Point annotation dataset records
• • • •

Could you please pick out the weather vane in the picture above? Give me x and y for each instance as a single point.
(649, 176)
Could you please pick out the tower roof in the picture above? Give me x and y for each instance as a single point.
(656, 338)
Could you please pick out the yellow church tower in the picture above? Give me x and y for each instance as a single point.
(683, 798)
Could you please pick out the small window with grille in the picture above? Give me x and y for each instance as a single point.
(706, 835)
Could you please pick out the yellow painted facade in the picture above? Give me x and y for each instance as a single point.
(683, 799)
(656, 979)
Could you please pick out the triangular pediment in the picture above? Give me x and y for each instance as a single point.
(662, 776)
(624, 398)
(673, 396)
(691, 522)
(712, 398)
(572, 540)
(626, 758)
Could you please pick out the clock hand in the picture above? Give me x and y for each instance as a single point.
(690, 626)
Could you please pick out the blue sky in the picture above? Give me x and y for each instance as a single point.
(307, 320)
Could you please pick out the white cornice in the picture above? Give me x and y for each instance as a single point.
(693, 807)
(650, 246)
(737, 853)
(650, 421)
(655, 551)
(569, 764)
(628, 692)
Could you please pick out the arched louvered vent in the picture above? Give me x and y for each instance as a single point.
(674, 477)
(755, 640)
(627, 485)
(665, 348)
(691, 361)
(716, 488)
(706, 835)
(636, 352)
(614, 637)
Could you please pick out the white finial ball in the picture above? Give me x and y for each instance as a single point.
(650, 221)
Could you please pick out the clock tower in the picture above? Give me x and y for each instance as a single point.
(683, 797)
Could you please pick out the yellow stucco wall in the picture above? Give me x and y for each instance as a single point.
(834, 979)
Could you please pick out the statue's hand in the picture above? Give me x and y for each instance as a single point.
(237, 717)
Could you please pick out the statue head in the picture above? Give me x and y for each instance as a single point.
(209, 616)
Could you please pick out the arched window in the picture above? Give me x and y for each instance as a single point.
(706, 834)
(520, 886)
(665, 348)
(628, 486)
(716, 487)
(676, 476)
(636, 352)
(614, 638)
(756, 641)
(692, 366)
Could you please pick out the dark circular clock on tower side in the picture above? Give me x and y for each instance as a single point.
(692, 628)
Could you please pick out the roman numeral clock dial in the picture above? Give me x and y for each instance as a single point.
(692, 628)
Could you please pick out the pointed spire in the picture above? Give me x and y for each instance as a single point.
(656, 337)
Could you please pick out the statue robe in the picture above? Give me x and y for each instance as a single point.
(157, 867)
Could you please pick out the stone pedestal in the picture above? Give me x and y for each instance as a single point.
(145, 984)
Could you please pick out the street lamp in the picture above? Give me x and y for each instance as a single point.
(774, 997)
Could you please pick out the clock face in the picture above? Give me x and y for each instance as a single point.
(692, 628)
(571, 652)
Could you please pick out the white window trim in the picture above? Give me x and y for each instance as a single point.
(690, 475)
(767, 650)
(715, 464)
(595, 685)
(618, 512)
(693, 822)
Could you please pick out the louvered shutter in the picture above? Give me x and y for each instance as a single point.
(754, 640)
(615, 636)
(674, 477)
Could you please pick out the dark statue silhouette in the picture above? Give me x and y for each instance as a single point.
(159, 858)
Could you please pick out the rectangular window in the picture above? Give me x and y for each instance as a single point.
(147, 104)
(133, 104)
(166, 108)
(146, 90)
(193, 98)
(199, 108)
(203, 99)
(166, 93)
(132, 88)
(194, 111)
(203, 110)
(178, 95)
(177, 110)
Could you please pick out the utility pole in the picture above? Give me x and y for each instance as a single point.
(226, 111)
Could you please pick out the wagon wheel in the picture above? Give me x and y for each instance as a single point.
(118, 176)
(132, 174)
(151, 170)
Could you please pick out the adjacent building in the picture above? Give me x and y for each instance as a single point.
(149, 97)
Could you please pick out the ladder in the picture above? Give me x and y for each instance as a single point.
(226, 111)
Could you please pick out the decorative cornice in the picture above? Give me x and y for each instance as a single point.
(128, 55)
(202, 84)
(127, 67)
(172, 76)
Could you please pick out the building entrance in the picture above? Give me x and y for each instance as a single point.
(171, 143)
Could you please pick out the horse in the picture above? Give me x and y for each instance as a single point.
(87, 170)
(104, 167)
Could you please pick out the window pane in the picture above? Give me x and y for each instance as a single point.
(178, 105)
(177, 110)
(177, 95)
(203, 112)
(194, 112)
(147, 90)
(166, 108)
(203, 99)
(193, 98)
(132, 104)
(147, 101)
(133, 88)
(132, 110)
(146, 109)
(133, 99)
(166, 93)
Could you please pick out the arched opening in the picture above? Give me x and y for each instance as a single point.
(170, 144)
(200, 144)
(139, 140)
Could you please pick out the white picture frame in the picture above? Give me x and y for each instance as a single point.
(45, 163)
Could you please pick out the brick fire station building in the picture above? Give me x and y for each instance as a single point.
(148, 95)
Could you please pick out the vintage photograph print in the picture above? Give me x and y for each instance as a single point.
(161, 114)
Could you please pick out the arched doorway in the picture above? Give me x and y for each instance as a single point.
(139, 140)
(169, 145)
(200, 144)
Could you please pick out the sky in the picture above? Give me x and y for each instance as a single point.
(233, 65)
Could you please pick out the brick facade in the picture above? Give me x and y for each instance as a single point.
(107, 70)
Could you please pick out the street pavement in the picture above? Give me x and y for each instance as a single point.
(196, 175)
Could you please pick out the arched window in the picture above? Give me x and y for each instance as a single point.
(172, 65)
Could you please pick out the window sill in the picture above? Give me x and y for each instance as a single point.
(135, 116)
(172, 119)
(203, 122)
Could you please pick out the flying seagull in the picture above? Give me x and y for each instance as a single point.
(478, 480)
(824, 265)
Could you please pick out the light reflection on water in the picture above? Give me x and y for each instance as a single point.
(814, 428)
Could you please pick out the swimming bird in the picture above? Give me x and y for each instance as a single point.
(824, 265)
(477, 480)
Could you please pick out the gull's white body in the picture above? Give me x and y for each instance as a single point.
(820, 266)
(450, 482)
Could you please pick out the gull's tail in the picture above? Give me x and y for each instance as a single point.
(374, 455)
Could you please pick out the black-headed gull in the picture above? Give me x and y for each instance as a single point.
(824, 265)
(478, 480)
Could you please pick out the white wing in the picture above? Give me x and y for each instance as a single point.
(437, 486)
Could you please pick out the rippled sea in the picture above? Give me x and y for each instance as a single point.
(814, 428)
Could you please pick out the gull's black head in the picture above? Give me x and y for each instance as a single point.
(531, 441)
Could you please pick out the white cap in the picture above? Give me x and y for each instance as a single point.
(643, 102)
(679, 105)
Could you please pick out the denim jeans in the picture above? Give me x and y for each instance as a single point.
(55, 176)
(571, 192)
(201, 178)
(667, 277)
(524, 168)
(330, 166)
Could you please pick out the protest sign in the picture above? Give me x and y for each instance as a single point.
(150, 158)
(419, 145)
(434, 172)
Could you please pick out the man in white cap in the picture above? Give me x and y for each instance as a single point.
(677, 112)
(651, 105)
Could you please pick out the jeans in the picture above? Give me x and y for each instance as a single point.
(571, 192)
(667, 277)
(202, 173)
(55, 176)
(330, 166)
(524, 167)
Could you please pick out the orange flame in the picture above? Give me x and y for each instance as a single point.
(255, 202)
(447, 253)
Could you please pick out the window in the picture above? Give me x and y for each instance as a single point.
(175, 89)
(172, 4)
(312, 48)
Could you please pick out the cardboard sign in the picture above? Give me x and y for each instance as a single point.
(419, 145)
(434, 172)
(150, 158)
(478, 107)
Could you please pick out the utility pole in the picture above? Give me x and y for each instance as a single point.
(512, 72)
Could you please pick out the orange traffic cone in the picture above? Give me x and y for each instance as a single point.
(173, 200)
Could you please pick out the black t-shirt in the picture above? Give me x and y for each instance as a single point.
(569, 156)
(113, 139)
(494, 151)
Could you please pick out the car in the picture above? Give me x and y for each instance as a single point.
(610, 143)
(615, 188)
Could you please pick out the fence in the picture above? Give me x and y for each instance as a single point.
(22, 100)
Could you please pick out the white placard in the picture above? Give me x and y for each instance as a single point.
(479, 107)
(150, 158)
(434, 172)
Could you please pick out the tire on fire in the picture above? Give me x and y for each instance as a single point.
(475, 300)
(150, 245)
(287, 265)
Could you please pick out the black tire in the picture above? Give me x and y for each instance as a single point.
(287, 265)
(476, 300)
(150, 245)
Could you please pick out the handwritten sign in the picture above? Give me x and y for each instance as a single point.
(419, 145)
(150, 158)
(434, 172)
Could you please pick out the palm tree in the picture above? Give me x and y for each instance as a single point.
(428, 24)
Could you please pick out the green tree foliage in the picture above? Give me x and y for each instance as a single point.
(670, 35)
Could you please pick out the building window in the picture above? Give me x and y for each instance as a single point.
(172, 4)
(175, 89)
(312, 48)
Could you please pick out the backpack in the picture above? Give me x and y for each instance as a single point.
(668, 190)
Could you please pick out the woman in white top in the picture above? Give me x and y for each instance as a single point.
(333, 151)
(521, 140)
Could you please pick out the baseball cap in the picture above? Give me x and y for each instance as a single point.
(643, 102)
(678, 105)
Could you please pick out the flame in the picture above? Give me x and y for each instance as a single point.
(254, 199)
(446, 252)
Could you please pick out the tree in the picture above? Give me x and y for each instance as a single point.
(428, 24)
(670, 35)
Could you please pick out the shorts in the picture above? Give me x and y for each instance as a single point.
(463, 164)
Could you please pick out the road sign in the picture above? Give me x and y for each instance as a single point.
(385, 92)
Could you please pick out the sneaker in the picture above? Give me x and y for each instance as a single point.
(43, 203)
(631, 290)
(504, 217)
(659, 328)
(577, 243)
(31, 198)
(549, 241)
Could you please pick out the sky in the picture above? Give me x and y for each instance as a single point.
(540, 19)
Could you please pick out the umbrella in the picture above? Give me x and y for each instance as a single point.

• • • •

[PROBLEM DETAILS] Give the lines from the one containing "Could you please pick out the woman" through the end of the entries again, exactly as written and with no other lines.

[SOLUTION FOR THIS PROBLEM]
Could you please pick out the woman in white top in the picture above? Give me x and y for each instance as a single point.
(333, 151)
(521, 140)
Could you please pick out the baseball cap in the picture above? Give me x and y for each instance as a single point.
(643, 102)
(678, 105)
Could you please pick out the flame in the picture above? Give me x and y for each instance as a single point.
(254, 199)
(446, 252)
Could you please pick out the tree in the picture above? Give me x and y for each instance as a single point.
(428, 24)
(670, 35)
Could you please pick out the shorts in the picture above? Give me x and y for each instance as a single point.
(463, 164)
Could you please pick out the road sign in the picture above? Give me x and y for each instance as a single point.
(385, 92)
Could you please pick out the sneaker in the picture above? Give me x and y for each instance as a single point.
(43, 203)
(631, 290)
(504, 217)
(659, 328)
(577, 243)
(31, 198)
(549, 241)
Could you please pick out the sky in the picture above? Give me x and y for each instance as a single point.
(540, 19)
Could you please pick out the umbrella in the picture above? Give me x and y for each instance as a single point.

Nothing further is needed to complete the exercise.